▶ **THE TASK**
Rewrite the records from the line with "task | place a point on the bougainvillea" up to and including the line with "x=636, y=538" as a numbered list, leaving out any blank lines.

[begin MATERIAL FOR THE TASK]

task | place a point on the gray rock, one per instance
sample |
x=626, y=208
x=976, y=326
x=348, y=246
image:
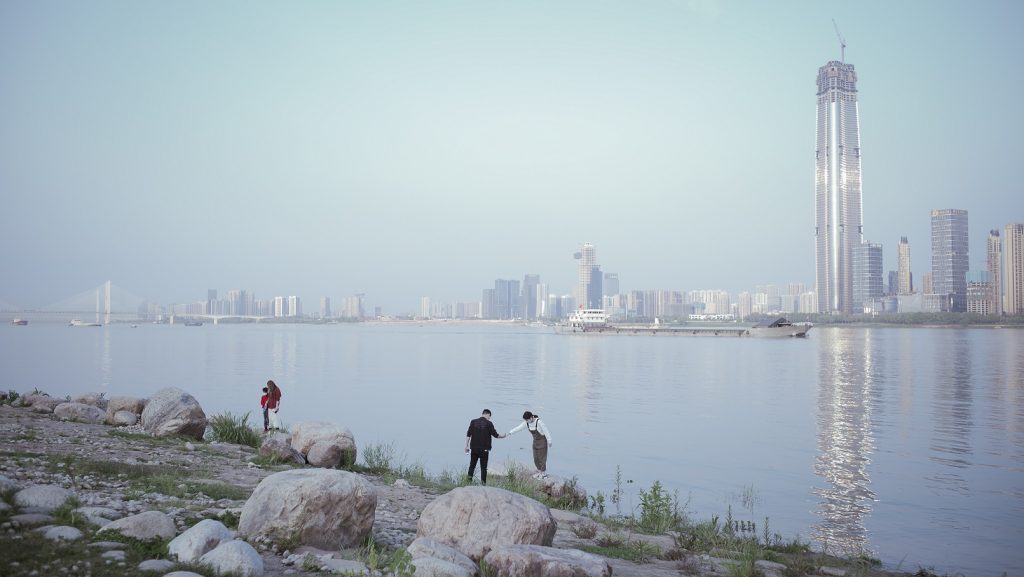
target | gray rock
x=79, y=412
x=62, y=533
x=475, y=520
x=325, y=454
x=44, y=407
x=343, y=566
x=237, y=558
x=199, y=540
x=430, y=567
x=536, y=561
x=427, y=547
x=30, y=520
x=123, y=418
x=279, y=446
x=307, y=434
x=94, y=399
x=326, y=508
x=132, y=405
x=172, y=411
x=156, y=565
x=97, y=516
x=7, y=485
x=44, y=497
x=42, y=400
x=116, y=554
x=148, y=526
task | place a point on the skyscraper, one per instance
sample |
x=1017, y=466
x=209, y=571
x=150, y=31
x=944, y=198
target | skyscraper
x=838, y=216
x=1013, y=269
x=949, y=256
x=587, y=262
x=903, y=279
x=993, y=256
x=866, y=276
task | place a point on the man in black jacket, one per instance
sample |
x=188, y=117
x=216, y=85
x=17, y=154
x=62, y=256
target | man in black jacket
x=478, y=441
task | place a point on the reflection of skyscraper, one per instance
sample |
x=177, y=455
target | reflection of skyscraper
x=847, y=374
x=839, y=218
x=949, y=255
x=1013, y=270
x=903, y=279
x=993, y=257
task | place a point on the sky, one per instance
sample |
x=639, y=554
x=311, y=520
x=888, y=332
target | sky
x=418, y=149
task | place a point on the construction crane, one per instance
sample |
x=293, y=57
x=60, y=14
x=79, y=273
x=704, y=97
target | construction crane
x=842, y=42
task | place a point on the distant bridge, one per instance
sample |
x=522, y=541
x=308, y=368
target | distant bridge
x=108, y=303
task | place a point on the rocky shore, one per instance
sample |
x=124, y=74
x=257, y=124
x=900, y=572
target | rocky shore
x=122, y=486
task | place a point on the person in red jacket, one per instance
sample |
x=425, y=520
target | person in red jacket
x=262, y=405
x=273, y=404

[end MATERIAL FOR THE TASK]
[begin MATERIAL FOR THE TASK]

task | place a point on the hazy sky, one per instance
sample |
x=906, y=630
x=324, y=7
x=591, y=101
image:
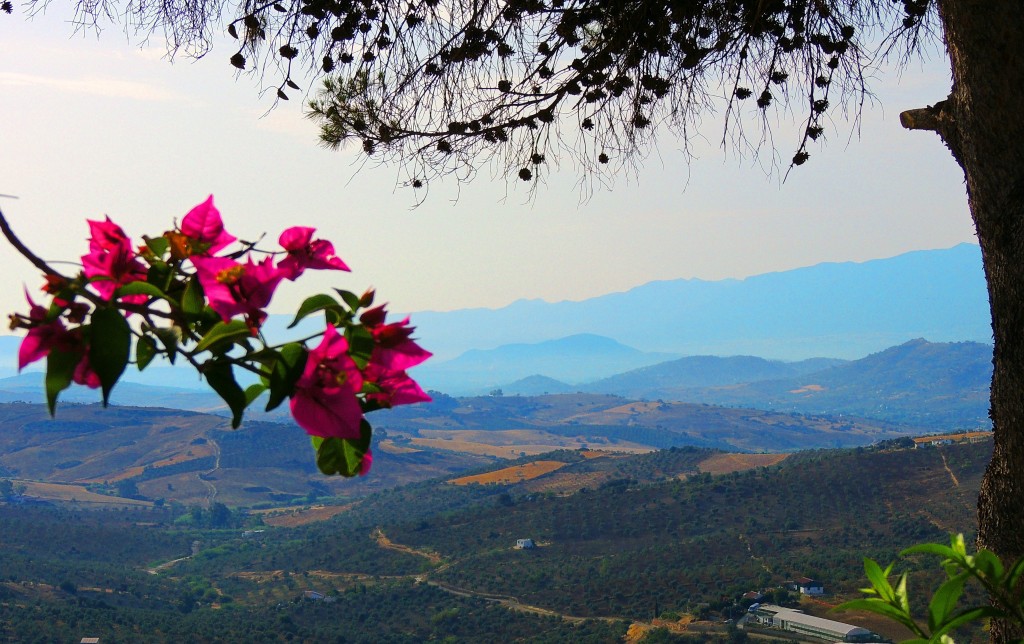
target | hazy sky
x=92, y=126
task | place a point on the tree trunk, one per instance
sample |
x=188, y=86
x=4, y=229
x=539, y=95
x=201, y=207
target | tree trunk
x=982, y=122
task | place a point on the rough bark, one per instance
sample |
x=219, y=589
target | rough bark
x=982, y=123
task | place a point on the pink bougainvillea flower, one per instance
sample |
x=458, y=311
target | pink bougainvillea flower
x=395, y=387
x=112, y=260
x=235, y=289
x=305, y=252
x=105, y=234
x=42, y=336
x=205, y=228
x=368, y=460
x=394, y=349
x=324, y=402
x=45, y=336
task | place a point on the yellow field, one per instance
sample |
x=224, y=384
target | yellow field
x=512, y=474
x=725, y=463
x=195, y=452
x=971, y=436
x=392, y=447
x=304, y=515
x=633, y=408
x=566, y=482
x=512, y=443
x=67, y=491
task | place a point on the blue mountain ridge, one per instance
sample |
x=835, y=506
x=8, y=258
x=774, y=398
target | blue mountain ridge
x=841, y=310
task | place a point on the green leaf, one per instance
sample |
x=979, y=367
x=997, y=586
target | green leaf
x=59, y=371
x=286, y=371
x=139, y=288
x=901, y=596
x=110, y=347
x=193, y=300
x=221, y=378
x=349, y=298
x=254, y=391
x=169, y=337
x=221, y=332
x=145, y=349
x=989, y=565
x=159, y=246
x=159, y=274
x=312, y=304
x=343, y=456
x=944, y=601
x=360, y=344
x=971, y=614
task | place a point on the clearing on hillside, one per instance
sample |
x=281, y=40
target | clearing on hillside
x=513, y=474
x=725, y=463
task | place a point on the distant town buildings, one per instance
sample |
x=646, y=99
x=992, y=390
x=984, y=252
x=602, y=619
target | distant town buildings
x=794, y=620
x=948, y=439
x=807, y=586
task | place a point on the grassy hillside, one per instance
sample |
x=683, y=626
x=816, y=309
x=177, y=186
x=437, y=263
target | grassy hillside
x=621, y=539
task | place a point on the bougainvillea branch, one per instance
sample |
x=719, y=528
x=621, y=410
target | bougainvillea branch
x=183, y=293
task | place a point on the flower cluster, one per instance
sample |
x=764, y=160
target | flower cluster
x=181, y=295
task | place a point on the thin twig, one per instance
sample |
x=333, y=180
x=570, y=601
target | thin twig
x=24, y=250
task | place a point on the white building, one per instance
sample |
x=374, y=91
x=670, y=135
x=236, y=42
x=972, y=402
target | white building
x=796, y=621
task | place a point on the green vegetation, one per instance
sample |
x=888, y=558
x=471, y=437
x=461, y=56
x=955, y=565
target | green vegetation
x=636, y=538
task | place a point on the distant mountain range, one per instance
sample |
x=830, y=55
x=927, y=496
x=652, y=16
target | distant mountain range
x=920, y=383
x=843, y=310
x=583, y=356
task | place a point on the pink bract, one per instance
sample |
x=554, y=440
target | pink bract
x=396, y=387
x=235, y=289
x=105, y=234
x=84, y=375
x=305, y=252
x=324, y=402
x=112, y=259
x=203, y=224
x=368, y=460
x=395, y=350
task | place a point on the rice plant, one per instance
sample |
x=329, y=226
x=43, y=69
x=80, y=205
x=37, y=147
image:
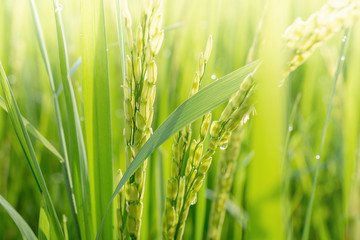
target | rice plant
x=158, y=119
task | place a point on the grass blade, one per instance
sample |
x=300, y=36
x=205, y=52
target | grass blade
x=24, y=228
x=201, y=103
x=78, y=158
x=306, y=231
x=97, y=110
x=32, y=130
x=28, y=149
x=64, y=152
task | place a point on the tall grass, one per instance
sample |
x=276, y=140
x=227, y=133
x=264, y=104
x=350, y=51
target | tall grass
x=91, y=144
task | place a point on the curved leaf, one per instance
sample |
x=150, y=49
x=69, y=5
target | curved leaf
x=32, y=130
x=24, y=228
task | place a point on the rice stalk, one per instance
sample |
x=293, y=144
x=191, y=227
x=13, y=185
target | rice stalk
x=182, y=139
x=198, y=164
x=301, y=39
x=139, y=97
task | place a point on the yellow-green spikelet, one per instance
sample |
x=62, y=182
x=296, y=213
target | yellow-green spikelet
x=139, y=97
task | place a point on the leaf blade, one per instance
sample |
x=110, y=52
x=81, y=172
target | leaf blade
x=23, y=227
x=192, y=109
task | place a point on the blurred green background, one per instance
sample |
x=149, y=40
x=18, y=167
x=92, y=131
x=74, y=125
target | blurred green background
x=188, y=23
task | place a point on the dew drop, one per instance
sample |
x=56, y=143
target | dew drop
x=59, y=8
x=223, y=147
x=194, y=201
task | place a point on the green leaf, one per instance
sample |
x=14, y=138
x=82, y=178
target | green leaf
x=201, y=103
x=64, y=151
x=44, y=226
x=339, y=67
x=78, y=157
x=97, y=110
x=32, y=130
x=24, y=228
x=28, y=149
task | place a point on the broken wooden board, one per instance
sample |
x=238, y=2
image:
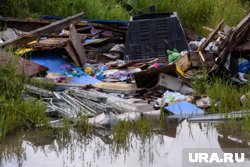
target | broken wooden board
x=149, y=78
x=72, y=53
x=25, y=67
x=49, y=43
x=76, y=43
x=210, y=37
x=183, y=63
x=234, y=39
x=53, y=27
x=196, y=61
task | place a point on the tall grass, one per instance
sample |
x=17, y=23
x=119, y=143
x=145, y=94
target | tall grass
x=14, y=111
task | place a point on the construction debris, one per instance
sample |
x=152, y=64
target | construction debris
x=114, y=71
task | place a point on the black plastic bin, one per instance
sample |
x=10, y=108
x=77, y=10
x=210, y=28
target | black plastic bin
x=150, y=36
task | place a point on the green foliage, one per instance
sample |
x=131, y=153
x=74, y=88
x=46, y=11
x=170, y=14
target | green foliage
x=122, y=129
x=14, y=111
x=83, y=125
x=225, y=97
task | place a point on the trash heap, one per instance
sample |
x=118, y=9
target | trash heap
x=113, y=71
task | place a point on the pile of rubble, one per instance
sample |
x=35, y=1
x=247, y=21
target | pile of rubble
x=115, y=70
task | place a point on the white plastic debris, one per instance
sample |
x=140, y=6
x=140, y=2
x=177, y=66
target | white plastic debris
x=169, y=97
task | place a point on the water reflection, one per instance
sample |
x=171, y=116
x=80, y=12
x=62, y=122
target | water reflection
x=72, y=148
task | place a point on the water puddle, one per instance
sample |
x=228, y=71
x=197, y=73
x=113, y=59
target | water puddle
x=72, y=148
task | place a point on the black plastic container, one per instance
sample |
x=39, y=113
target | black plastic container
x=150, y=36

[end MATERIAL FOR THE TASK]

▶ **SOLUTION TO THIS EXERCISE**
1. task | place a point on the bougainvillea branch, one per instance
2. sample |
3. x=719, y=528
4. x=621, y=410
5. target | bougainvillea branch
6. x=183, y=293
7. task | place a point on the flower cluster, one per instance
8. sample |
9. x=764, y=160
10. target | flower cluster
11. x=181, y=295
12. task | place a point on the thin twig, one per instance
13. sample |
14. x=333, y=180
15. x=570, y=601
16. target | thin twig
17. x=24, y=250
18. task | place a point on the white building, one per instance
19. sample |
20. x=374, y=91
21. x=670, y=135
22. x=236, y=42
23. x=972, y=402
24. target | white building
25. x=796, y=621
26. task | place a point on the green vegetation, one per instance
27. sample |
28. x=888, y=558
29. x=471, y=437
30. x=461, y=56
31. x=955, y=565
32. target | green vegetation
33. x=636, y=538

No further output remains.